Supplied entries -

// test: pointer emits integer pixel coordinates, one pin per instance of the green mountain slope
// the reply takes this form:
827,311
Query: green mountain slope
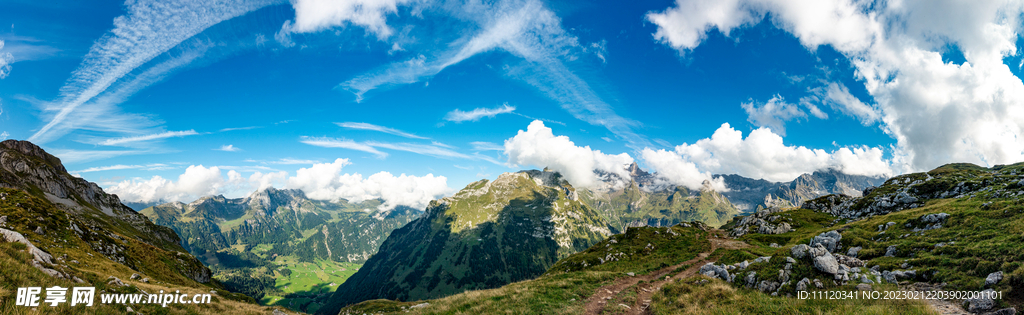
61,230
252,243
635,206
487,235
956,228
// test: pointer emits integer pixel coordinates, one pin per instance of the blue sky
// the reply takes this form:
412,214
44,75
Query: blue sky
175,99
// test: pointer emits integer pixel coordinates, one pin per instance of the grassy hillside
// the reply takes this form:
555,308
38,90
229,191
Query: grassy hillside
279,246
487,235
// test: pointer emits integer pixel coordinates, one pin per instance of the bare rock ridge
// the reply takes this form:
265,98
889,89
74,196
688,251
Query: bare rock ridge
97,219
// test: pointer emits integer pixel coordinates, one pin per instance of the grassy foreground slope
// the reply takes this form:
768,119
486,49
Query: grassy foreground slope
946,229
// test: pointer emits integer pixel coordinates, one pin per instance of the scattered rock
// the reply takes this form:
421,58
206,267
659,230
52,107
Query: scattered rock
1006,311
802,284
828,239
891,251
421,305
823,260
800,251
115,281
985,302
993,278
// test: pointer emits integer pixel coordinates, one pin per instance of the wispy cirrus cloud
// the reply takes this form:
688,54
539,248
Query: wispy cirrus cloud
228,148
240,128
367,126
148,167
135,139
425,149
458,116
150,29
342,143
5,60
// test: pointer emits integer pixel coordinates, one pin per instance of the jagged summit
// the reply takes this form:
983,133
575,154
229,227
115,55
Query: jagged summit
97,221
488,234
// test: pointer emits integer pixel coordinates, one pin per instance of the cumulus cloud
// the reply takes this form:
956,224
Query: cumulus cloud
837,96
320,181
538,146
325,181
134,139
313,15
776,111
937,111
762,154
197,181
475,115
366,126
228,148
146,31
5,60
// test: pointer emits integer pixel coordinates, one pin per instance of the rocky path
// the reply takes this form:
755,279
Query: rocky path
654,280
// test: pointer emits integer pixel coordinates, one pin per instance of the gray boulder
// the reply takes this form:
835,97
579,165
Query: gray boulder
993,278
799,252
983,303
802,284
823,260
891,251
828,239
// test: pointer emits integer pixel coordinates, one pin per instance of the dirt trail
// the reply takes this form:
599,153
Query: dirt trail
596,303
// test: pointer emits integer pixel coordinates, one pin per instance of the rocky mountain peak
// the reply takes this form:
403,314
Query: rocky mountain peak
31,149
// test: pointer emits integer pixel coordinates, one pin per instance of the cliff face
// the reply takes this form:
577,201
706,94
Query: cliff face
64,205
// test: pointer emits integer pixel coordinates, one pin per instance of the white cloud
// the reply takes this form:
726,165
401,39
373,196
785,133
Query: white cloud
134,139
838,97
684,26
776,111
228,148
342,143
762,154
937,113
425,149
5,60
240,128
148,30
672,169
314,15
365,126
196,182
486,146
538,146
475,115
150,167
325,181
524,29
320,181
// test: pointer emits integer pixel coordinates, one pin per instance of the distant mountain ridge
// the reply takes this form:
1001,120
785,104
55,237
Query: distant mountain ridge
488,234
747,194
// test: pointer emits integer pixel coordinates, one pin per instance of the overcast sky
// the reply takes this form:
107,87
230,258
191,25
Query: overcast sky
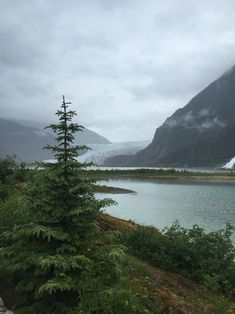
126,65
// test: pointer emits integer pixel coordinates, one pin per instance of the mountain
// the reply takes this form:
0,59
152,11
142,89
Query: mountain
26,142
100,152
200,134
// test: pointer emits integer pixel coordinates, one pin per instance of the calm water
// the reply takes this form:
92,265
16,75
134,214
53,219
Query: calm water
209,204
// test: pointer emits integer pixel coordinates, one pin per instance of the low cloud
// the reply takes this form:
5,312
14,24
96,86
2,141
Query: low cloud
125,65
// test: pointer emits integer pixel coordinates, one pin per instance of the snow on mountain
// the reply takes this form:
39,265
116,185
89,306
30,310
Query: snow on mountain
99,152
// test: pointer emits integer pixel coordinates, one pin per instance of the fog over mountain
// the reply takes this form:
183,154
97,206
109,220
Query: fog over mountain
199,134
125,65
27,142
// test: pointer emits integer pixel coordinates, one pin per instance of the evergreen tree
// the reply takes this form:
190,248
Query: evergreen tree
57,254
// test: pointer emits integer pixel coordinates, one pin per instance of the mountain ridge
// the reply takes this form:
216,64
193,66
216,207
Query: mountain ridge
26,142
199,134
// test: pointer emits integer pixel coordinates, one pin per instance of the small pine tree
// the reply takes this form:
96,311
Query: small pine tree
56,254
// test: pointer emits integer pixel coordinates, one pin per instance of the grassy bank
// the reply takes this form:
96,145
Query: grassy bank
159,174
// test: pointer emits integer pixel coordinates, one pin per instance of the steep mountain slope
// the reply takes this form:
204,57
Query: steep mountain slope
26,142
200,134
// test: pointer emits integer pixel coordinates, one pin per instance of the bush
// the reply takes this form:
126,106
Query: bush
207,258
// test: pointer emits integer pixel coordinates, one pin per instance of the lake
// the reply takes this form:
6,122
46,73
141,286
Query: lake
160,202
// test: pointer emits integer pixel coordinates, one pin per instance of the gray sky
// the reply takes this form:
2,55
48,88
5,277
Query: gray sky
125,64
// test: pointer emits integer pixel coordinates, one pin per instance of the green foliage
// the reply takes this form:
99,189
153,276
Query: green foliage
7,167
207,258
52,249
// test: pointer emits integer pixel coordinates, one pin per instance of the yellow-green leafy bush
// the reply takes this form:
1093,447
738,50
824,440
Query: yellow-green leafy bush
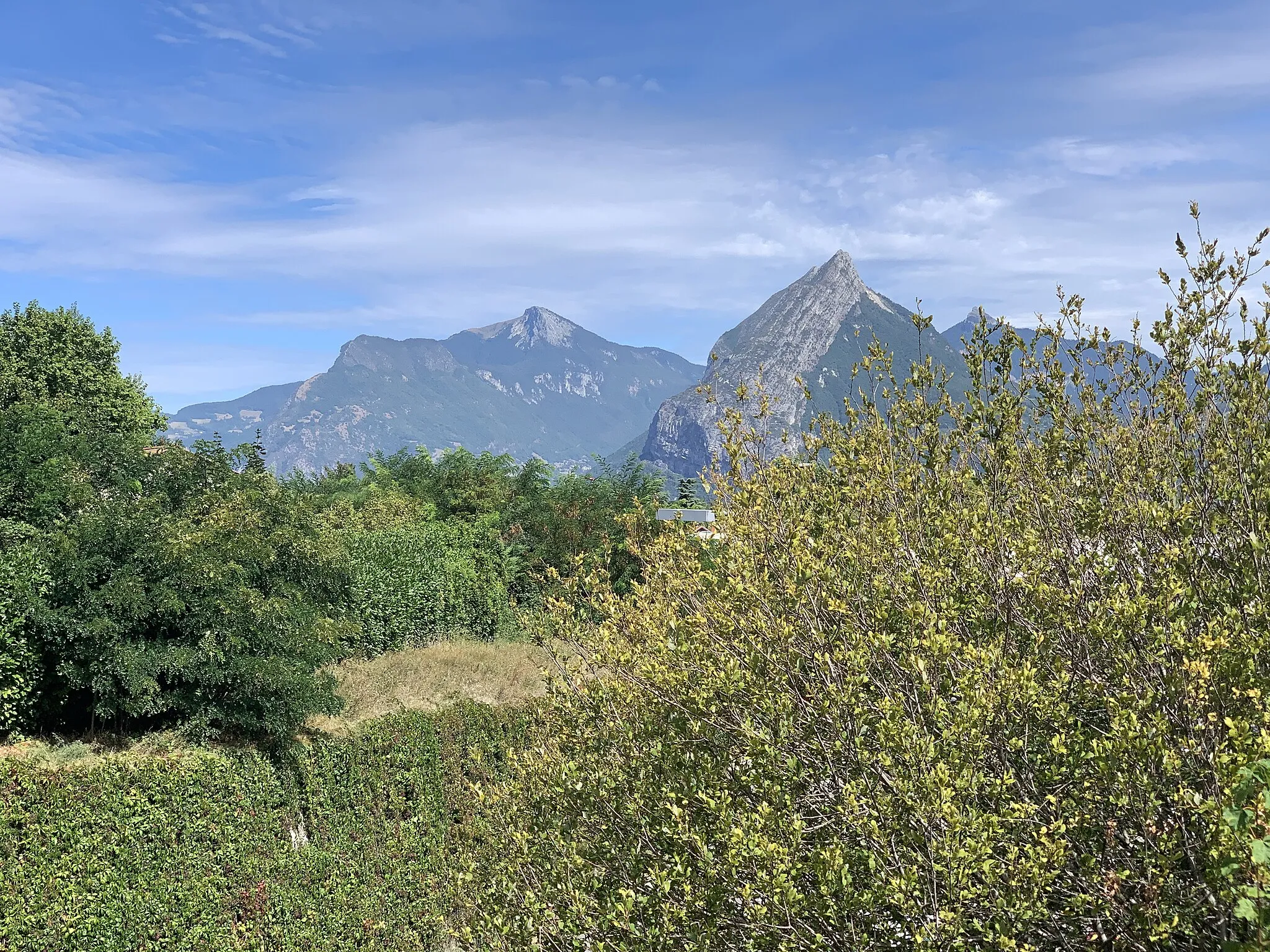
963,676
207,851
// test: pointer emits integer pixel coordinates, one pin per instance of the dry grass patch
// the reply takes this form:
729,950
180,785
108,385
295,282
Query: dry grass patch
426,678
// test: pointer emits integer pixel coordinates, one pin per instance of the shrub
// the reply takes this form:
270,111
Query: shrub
200,598
418,582
195,850
970,674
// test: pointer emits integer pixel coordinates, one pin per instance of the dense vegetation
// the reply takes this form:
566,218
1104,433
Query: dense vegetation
969,674
343,848
145,586
966,672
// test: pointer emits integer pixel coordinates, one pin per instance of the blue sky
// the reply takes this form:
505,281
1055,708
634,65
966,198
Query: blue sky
239,187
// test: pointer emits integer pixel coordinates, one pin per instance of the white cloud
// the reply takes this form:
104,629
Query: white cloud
443,226
1199,56
1109,159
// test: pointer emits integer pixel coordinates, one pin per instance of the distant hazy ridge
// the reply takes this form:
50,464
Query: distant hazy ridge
536,385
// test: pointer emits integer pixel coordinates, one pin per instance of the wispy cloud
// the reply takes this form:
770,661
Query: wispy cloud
458,224
1206,55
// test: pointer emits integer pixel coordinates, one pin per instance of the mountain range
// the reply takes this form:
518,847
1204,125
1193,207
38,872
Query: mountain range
536,385
541,385
809,334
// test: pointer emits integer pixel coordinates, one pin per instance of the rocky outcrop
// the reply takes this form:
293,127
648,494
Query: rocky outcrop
804,339
535,385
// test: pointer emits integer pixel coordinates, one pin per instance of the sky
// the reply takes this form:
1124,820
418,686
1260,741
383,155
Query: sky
239,187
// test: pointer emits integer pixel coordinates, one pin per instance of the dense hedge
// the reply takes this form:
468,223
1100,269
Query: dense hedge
419,582
196,851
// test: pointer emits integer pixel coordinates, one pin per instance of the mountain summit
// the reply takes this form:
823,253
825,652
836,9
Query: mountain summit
812,332
535,385
536,327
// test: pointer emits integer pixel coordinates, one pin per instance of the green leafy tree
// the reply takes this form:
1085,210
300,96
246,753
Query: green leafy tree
203,599
967,674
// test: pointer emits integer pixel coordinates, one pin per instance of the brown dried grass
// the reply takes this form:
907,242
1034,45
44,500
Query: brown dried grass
426,678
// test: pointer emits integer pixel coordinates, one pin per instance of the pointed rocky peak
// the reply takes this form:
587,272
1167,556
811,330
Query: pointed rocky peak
840,270
538,325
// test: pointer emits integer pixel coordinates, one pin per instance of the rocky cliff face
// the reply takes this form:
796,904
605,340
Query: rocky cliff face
812,332
535,385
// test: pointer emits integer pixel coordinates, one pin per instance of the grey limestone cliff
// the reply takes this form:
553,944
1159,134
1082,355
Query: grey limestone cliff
809,334
536,385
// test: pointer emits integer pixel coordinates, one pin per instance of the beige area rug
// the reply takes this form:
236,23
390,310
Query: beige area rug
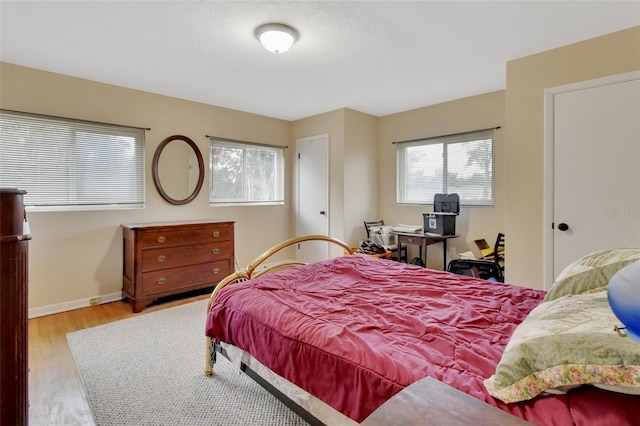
149,370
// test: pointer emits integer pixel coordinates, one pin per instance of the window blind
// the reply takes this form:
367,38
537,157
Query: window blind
460,163
67,164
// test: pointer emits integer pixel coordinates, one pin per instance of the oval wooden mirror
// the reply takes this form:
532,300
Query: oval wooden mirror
178,169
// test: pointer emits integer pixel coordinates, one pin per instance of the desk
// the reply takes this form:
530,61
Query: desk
423,240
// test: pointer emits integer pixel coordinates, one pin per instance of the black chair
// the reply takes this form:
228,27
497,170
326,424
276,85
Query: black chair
478,268
498,252
494,254
393,248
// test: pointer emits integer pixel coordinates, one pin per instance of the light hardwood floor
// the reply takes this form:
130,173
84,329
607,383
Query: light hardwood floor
56,395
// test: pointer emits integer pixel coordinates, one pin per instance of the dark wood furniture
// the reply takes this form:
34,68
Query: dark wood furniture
431,402
14,271
167,258
423,240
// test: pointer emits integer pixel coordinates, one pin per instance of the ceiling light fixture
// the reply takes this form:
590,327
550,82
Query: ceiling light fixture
276,38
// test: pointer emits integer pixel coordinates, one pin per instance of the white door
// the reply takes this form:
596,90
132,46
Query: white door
312,195
596,169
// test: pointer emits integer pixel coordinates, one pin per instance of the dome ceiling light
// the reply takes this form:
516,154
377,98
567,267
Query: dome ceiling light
276,38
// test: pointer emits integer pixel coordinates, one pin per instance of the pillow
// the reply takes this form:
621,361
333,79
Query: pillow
565,343
592,272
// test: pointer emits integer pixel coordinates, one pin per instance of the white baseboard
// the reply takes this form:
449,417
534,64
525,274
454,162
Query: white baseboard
73,304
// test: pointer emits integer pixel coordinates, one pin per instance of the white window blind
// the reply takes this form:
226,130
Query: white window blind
461,163
245,173
66,164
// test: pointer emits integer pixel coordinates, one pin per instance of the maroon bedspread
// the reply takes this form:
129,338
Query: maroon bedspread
354,331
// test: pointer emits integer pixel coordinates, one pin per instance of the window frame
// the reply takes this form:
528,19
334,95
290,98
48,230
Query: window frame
445,142
280,166
76,185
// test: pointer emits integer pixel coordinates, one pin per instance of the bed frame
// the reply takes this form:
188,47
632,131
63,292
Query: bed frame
251,271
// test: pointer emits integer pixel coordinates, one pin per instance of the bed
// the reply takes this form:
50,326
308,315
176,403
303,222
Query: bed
336,339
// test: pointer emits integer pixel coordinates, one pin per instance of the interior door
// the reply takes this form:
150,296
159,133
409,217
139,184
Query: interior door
596,194
312,195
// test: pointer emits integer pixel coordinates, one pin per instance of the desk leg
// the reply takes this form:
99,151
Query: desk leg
444,254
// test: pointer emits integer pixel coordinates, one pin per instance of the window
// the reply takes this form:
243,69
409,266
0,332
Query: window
66,164
461,164
245,173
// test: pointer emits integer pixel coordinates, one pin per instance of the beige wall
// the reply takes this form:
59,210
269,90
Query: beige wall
331,123
352,168
527,78
473,113
75,256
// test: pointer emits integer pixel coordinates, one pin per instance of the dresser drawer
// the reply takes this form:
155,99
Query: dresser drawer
168,280
162,238
170,257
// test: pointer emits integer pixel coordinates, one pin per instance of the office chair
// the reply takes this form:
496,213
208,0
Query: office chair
393,248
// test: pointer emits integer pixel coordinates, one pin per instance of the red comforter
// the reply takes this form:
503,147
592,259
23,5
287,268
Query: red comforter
354,331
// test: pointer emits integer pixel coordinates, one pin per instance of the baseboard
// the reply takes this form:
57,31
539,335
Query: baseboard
74,304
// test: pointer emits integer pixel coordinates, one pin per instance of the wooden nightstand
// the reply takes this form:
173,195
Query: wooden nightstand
431,402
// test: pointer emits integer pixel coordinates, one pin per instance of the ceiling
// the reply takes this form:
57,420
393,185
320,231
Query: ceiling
378,57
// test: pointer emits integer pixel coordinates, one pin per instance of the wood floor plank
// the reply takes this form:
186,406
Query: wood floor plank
56,395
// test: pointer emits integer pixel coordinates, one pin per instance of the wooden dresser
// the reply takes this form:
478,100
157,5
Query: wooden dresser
166,258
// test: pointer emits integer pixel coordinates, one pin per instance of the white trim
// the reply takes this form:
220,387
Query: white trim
548,181
72,304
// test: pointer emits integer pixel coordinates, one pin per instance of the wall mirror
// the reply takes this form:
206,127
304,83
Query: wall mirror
178,169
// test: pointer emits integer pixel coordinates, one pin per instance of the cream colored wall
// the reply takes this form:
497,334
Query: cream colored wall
74,256
77,255
360,174
331,123
473,113
527,78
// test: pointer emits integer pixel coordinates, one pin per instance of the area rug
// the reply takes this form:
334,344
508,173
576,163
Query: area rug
149,370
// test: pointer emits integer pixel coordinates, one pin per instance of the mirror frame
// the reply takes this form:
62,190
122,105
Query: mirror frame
156,172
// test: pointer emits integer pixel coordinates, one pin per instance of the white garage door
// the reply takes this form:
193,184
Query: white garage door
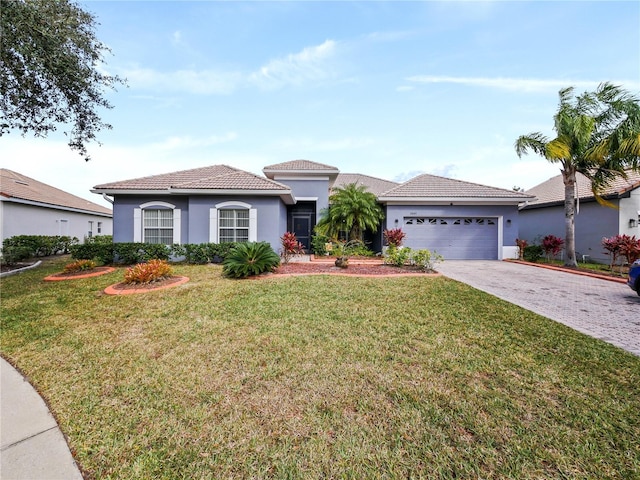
455,238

Exercise -
Reproduce nothing but the lines that run from the line containing "the office chair" through the last line of the records, inclusive. Omit the pictures.

Result of the exercise -
// test: pointer emits integer pixel coordinates, one pin per instance of the office chair
// the reply takes this form:
496,213
208,0
Query: office chair
393,248
// test: pointer emits integer pixel coordinates, one pin per instance of the red comforter
// the reply takes this form:
503,147
592,259
23,5
287,268
Query: red comforter
354,331
// test: pointer emits integer pixel coordinates, one pin per instance of the baseboard
// the reply takes this form:
57,31
539,335
Query: baseboard
74,304
// test: pointer emits integer pixel coordinates, one pin per instance of the wooden nightstand
// the reply takes this form:
173,195
Query: wooden nightstand
431,402
// test: pointer emits integer pixel coordinates, one pin per instance of the ceiling
// the reply takes this form:
57,420
393,185
320,231
Query: ceiling
378,57
// test: pointer emits integer pixel coordinates, one pin per instance of the wood floor plank
// the reply takes this form:
186,406
Query: wood floor plank
56,395
// test: pointer emits integer pixel coordinates, one pin per instance of the wooden dresser
// the reply takes this form:
478,100
157,5
Query: wooden dresser
166,258
// test: pointer emits integer pixel coordinates, one pin per instance of the white trim
// the reply takes this form:
220,387
Query: white trim
548,181
72,304
// test: pointer emits integer pixel coordinates, one pin per instance of the wall mirror
// the reply takes this form:
206,127
304,83
Query: wall mirror
178,169
// test: pointer emits integer pixel coordinates, one pin per instance of the cream colored wall
// the reply takes this form:
497,334
Query: cream colored wall
74,256
77,255
360,174
331,123
473,113
527,78
// test: pointer emits integer pixel coordinates, one pin per instance of the area rug
// the reply takes this form:
334,344
508,173
576,163
Query: area rug
149,370
// test: pointer emits integer pixel coordinates, one pin per instance of the mirror frame
// the reply takes this form:
62,190
122,105
Query: mirror frame
156,172
// test: pointer emits integer pixel coordinates, one pin per instance of the white garage door
// the reply takes this form:
193,184
Query: white garage door
455,238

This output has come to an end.